— start of EXERCISE INPUT —
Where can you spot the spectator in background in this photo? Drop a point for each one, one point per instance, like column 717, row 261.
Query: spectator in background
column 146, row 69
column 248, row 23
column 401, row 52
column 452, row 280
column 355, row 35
— end of EXERCISE INPUT —
- **TASK DIRECTIONS**: Rewrite the entries above, replacing every "spectator" with "onlooker" and leaving everything else unchanged.

- **TASK SOLUTION**:
Where can you spot the onlooker in background in this photo? Drop a point for each one, one point per instance, like column 717, row 261.
Query: onlooker in background
column 146, row 69
column 248, row 23
column 401, row 52
column 452, row 280
column 355, row 35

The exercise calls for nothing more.